WHAT IS BEING ASKED: Write out the whole listing again, exactly as given.

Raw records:

-- -- --

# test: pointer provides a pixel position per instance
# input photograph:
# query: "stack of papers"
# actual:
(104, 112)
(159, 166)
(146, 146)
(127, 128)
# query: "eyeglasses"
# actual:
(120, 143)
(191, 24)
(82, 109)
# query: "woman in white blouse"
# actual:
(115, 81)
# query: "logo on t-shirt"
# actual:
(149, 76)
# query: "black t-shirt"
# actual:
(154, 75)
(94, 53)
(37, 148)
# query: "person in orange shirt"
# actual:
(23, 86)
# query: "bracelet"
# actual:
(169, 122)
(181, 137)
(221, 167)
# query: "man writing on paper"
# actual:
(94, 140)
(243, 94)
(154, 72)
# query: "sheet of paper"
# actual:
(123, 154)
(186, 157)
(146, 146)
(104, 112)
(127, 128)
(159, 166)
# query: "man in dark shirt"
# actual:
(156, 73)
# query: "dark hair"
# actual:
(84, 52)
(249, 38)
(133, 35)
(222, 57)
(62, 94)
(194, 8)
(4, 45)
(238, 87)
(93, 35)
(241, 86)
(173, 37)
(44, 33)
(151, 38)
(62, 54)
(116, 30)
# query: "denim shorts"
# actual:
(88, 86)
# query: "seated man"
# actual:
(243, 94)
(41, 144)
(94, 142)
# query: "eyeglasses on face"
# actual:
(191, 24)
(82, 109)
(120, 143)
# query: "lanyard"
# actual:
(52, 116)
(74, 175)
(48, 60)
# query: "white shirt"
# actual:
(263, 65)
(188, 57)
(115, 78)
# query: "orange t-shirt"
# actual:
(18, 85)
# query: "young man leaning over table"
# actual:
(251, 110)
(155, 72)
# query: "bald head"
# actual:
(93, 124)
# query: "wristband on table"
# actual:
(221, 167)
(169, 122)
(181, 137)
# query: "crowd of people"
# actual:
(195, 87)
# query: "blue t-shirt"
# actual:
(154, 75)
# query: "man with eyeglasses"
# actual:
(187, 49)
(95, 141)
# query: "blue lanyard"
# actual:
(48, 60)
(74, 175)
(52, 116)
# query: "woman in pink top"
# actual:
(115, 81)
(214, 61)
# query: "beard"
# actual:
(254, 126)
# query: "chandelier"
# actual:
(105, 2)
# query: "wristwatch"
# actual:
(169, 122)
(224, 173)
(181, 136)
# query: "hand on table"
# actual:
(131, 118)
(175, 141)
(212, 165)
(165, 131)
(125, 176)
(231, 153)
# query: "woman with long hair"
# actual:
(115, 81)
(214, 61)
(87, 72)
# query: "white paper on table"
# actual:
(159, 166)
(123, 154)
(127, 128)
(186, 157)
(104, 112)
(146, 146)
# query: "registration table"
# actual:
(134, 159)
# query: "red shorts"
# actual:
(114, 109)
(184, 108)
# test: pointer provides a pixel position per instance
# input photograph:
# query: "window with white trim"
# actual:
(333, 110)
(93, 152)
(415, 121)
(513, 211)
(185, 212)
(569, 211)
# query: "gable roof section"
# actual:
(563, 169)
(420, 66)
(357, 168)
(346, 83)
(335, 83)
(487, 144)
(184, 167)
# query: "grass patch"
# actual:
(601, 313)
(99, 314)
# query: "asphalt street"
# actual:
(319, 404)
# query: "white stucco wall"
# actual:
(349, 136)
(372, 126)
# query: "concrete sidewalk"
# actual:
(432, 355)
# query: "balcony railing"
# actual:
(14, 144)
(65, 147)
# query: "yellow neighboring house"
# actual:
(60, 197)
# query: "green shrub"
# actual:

-- -- --

ANSWER TO THIS EXERCISE:
# test: pointer provides a pixel position per instance
# input photograph:
# query: "stack of papers"
# actual:
(104, 112)
(159, 166)
(146, 146)
(127, 128)
# query: "eyeglasses"
# actual:
(120, 143)
(191, 24)
(82, 109)
# query: "woman in white blouse"
# actual:
(115, 81)
# query: "logo on t-shirt"
# actual:
(149, 76)
# query: "black t-shirt"
# actual:
(154, 75)
(94, 53)
(37, 148)
# query: "person in orange shirt"
# actual:
(23, 86)
# query: "bracelet"
# actual:
(169, 122)
(181, 137)
(221, 167)
# query: "man writing on paper"
# actual:
(94, 140)
(243, 94)
(154, 72)
# query: "sheet of paper"
# actual:
(123, 154)
(186, 157)
(146, 146)
(104, 112)
(127, 128)
(159, 166)
# query: "man in dark shirt"
# actual:
(156, 73)
# query: "dark hair"
# actual:
(84, 52)
(249, 38)
(133, 35)
(222, 57)
(62, 94)
(194, 8)
(4, 45)
(238, 87)
(93, 35)
(241, 86)
(173, 37)
(44, 33)
(151, 38)
(62, 54)
(116, 30)
# query: "denim shorts"
# actual:
(88, 86)
# query: "seated man"
# actual:
(243, 94)
(41, 144)
(94, 142)
# query: "eyeglasses on face"
# actual:
(191, 24)
(82, 109)
(120, 143)
# query: "lanyard"
# actual:
(52, 116)
(74, 175)
(48, 60)
# query: "white shirt"
# actual:
(263, 65)
(188, 57)
(115, 78)
# query: "orange t-shirt"
# actual:
(18, 85)
# query: "young man leaning over table"
# actual:
(251, 110)
(155, 72)
# query: "bald head"
# actual:
(93, 124)
# query: "wristband on table"
# actual:
(221, 167)
(169, 122)
(181, 137)
# query: "crowd of people"
# actual:
(195, 87)
# query: "blue t-shirt"
# actual:
(154, 75)
# query: "man with eyeglasses"
# actual:
(187, 49)
(95, 141)
# query: "blue lanyard"
# actual:
(48, 60)
(74, 175)
(52, 116)
# query: "woman in pink top"
# actual:
(115, 81)
(214, 61)
# query: "beard"
# actual:
(254, 126)
# query: "chandelier"
# actual:
(105, 2)
# query: "wristwatch"
# actual:
(169, 122)
(224, 173)
(181, 136)
# query: "hand on table"
# actual:
(131, 118)
(175, 141)
(212, 165)
(165, 131)
(125, 176)
(231, 153)
# query: "woman with long hair"
# actual:
(115, 81)
(214, 61)
(87, 72)
# query: "white paper on table"
# actual:
(159, 166)
(123, 154)
(127, 128)
(186, 157)
(104, 112)
(146, 146)
# query: "registration table"
# actual:
(134, 159)
# query: "red shorts"
# actual:
(114, 109)
(184, 108)
# test: pointer provides a pixel position per instance
# input photograph:
# query: "window with white trim"
# actual:
(333, 110)
(93, 152)
(415, 121)
(513, 211)
(185, 212)
(569, 211)
# query: "gable roof section"
# actual:
(563, 169)
(420, 66)
(357, 168)
(346, 83)
(335, 83)
(487, 144)
(184, 167)
# query: "grass patch"
# actual:
(601, 313)
(99, 314)
# query: "asphalt street"
# actual:
(319, 404)
# query: "white stucco wall"
# actual:
(349, 136)
(372, 126)
# query: "concrete sidewalk"
# actual:
(432, 355)
# query: "balcony railing"
# actual:
(14, 144)
(65, 147)
# query: "yellow neighboring house"
# actual:
(60, 197)
# query: "green shrub"
# actual:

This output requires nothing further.